_What the task asks_
Look below for the line that has "Indicate the light". Set down the lines from there through the line that has "x=183, y=211", exactly as written.

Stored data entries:
════════

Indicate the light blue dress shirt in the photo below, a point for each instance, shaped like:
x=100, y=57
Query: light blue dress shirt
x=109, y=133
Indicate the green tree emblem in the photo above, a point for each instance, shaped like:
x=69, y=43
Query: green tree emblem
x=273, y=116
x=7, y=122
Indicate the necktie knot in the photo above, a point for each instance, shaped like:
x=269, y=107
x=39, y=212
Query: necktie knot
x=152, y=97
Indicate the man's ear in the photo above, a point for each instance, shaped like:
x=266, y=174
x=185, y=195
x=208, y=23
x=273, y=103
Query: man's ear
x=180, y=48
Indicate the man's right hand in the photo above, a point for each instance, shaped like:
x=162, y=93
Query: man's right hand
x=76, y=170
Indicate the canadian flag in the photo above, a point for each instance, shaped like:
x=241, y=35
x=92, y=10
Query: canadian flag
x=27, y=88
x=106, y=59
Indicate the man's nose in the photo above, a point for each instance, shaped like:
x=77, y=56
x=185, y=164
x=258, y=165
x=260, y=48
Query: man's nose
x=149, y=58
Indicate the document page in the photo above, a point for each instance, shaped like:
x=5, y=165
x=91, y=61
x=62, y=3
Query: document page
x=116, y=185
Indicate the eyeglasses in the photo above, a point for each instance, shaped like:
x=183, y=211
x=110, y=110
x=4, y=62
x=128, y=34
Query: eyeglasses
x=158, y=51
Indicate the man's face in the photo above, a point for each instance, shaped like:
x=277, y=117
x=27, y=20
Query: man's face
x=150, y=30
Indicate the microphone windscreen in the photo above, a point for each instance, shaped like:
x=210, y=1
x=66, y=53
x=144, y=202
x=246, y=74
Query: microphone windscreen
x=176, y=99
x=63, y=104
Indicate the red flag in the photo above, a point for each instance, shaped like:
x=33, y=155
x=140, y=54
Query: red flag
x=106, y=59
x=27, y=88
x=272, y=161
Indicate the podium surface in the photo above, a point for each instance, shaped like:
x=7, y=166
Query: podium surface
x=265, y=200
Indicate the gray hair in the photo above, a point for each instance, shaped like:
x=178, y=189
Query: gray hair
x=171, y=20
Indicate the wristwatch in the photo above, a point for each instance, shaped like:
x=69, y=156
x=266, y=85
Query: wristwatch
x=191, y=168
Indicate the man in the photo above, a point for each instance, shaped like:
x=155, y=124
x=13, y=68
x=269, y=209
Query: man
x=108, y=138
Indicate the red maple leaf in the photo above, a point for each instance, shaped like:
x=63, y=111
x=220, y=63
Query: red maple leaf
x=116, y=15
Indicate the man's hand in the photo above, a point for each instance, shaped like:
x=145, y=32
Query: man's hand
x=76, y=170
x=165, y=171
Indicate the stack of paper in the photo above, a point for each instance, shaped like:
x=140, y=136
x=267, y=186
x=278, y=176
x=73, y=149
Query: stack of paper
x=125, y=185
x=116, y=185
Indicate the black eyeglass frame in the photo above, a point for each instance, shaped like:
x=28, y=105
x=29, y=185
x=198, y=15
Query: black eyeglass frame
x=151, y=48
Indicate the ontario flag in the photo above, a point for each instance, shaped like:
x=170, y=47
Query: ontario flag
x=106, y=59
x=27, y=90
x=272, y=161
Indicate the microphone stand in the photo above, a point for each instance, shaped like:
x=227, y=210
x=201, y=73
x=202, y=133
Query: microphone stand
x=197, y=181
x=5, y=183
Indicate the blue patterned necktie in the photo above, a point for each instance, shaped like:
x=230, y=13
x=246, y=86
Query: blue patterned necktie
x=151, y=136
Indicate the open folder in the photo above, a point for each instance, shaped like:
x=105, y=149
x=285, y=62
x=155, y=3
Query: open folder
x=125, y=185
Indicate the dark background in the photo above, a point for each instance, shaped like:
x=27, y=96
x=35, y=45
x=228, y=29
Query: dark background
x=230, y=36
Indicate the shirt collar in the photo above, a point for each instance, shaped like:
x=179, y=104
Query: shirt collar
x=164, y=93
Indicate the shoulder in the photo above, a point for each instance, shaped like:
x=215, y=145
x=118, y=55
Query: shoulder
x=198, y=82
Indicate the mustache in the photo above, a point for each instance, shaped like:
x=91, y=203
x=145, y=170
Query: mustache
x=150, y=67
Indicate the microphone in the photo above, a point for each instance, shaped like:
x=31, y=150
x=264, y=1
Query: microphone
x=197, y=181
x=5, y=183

════════

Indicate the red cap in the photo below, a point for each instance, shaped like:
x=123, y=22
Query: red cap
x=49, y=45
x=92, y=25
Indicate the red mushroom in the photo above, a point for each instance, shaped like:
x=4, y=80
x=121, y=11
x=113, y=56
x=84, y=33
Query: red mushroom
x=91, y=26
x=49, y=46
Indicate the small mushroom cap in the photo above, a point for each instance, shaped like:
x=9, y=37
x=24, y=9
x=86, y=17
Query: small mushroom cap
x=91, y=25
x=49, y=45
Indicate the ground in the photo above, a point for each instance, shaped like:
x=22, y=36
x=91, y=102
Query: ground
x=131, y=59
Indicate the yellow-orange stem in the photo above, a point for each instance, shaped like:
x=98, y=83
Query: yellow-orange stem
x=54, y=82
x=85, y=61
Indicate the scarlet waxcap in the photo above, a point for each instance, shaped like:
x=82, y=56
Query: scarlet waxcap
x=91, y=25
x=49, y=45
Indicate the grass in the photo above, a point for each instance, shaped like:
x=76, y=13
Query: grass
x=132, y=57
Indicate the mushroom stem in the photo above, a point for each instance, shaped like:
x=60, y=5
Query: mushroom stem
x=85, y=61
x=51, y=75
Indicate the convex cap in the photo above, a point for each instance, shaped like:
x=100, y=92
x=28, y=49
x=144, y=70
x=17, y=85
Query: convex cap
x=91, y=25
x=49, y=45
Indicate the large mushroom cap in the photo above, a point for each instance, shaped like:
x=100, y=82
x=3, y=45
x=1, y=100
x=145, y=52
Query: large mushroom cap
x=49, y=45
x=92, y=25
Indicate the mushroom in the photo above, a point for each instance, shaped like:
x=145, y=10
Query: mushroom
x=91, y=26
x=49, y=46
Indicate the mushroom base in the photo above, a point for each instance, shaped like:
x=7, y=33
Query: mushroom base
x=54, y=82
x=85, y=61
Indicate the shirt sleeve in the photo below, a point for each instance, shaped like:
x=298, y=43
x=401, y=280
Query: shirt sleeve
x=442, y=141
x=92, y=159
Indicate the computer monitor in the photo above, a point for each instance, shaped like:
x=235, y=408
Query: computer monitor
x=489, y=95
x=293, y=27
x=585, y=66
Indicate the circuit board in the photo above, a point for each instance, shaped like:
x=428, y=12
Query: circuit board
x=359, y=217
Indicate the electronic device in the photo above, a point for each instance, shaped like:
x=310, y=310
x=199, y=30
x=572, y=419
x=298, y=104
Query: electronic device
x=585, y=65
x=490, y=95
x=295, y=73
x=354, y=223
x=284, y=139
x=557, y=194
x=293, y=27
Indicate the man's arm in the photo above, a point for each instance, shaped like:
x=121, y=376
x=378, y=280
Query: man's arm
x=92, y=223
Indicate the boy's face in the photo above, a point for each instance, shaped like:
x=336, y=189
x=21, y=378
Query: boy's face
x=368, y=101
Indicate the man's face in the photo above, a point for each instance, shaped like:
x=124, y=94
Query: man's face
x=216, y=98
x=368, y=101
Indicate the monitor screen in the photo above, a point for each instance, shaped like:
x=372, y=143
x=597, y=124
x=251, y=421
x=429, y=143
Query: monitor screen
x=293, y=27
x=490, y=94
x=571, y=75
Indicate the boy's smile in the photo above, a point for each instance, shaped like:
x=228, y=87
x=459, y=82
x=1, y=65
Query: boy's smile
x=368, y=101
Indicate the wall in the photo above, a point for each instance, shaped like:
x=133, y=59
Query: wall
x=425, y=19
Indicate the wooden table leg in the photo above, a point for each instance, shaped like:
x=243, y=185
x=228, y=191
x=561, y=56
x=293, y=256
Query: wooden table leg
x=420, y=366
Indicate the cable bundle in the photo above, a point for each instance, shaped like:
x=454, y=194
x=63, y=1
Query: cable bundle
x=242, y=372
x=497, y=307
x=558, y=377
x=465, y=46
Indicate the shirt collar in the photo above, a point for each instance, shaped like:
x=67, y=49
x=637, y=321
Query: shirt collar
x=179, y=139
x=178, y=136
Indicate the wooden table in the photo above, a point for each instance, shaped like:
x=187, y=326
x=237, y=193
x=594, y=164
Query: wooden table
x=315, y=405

════════

_Answer section_
Indicate the light blue dress shirt in the photo below, a point for each instance, shaped like:
x=100, y=57
Query: light blue dress shirt
x=109, y=133
Indicate the green tree emblem in the photo above, a point for each instance, shaped like:
x=69, y=43
Query: green tree emblem
x=273, y=116
x=7, y=122
Indicate the necktie knot in the photo above, a point for each instance, shaped like:
x=269, y=107
x=39, y=212
Query: necktie knot
x=152, y=97
Indicate the man's ear in the photo above, a point for each instance, shaped like:
x=266, y=174
x=185, y=195
x=208, y=23
x=273, y=103
Query: man's ear
x=180, y=48
Indicate the man's right hand in the photo above, a point for each instance, shaped like:
x=162, y=93
Query: man's right hand
x=76, y=170
Indicate the canadian flag in the photo above, a point for each instance, shaped like:
x=241, y=35
x=92, y=10
Query: canadian flag
x=27, y=88
x=106, y=59
Indicate the man's nose in the photo above, a point for each instance, shaped like:
x=77, y=56
x=185, y=164
x=258, y=165
x=260, y=48
Query: man's nose
x=149, y=58
Indicate the document page in the photo above, a point for each instance, shaped like:
x=5, y=165
x=91, y=61
x=62, y=3
Query: document page
x=116, y=185
Indicate the eyeglasses in the photo above, a point for each instance, shaped like:
x=183, y=211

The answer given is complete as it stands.